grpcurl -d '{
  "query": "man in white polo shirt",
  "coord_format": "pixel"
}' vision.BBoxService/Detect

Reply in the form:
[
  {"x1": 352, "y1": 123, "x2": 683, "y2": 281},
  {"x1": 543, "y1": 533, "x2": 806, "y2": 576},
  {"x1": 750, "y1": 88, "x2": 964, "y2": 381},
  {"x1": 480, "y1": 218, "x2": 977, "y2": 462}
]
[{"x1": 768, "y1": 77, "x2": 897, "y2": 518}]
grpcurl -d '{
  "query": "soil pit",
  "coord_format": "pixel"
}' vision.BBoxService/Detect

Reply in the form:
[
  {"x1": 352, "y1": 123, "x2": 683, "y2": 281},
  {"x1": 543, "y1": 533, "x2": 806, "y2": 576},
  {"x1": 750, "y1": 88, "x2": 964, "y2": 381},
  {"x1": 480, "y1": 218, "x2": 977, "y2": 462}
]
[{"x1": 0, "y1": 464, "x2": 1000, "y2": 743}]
***
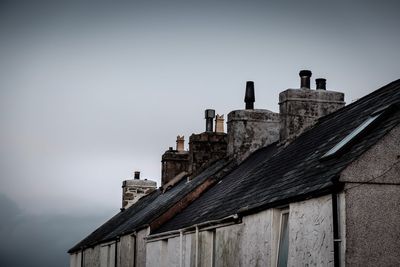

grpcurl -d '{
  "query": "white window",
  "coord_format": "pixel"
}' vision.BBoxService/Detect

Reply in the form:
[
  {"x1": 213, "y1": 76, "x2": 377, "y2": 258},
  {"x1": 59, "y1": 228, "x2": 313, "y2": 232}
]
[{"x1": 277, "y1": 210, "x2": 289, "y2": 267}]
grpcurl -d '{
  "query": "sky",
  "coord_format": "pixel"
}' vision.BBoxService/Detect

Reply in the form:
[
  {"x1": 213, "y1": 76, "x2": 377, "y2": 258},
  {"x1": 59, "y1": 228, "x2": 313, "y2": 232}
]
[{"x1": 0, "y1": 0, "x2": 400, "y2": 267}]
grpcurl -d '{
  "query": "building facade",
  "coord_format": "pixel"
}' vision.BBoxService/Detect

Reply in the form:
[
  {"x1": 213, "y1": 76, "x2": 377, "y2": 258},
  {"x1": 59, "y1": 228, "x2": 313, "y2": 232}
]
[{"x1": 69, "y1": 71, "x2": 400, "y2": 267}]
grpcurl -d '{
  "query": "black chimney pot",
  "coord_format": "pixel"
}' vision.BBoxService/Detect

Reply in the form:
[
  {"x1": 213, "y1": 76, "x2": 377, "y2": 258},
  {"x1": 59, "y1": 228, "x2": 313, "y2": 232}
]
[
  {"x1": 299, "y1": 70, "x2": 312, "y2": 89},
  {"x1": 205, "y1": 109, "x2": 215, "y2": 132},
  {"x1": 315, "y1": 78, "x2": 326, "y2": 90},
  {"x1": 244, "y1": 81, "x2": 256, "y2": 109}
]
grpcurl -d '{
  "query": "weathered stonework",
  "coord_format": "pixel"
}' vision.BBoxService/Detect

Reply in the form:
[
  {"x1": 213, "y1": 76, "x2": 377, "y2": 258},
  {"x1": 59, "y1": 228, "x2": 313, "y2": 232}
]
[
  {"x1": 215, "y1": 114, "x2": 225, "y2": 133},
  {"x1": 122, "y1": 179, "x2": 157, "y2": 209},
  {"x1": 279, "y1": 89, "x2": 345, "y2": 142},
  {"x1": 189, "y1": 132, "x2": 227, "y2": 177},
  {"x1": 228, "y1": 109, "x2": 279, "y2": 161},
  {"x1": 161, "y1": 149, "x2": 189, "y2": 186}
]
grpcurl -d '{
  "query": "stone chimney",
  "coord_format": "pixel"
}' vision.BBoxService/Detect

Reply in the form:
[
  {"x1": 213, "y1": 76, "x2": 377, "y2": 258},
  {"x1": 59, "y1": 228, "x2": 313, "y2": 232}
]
***
To be done ::
Collect every line of the rows above that contains the word "query" and copy each one in full.

The completed task ::
  "query": "man in white polo shirt",
  "query": "soil pit",
  "query": "white window",
  "query": "sky",
  "query": "building facade",
  "query": "black chimney pot",
  "query": "weathered stonework",
  "query": "stone chimney",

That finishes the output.